EXERCISE DESCRIPTION — Retype the items word for word, starting at the line that contains "Task: one point marks each instance of the woman's black" and stopping after the line that contains "Task: one point marks each instance of the woman's hand".

INFORMATION SUPPLIED —
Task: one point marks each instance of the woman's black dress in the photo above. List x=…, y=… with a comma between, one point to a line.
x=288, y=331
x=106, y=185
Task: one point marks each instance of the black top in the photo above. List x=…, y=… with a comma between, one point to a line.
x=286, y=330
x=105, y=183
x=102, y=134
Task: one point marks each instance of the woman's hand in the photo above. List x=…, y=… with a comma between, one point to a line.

---

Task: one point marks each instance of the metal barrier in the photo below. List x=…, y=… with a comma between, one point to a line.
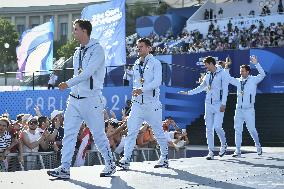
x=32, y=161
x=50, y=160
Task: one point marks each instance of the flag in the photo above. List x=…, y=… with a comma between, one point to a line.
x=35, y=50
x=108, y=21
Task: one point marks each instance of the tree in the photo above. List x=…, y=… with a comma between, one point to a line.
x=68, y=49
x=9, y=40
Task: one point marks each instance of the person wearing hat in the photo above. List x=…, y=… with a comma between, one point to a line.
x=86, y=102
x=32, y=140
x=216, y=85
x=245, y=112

--

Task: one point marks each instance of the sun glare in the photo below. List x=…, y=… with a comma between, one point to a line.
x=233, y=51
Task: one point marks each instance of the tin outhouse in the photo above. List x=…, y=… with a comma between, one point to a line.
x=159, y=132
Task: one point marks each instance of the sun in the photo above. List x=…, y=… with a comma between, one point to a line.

FINAL RESULT —
Task: one point marks each instance of the woman's black dress in the photo above. List x=…, y=… with a comma between, one point to a line.
x=288, y=331
x=106, y=185
Task: one point marks each instance of the black top in the photo above. List x=…, y=… with a comma between, one point to a line.
x=286, y=330
x=105, y=183
x=102, y=134
Task: one point marks each instance of the woman's hand in the photo above. List x=…, y=… with a comma between, one point to a line.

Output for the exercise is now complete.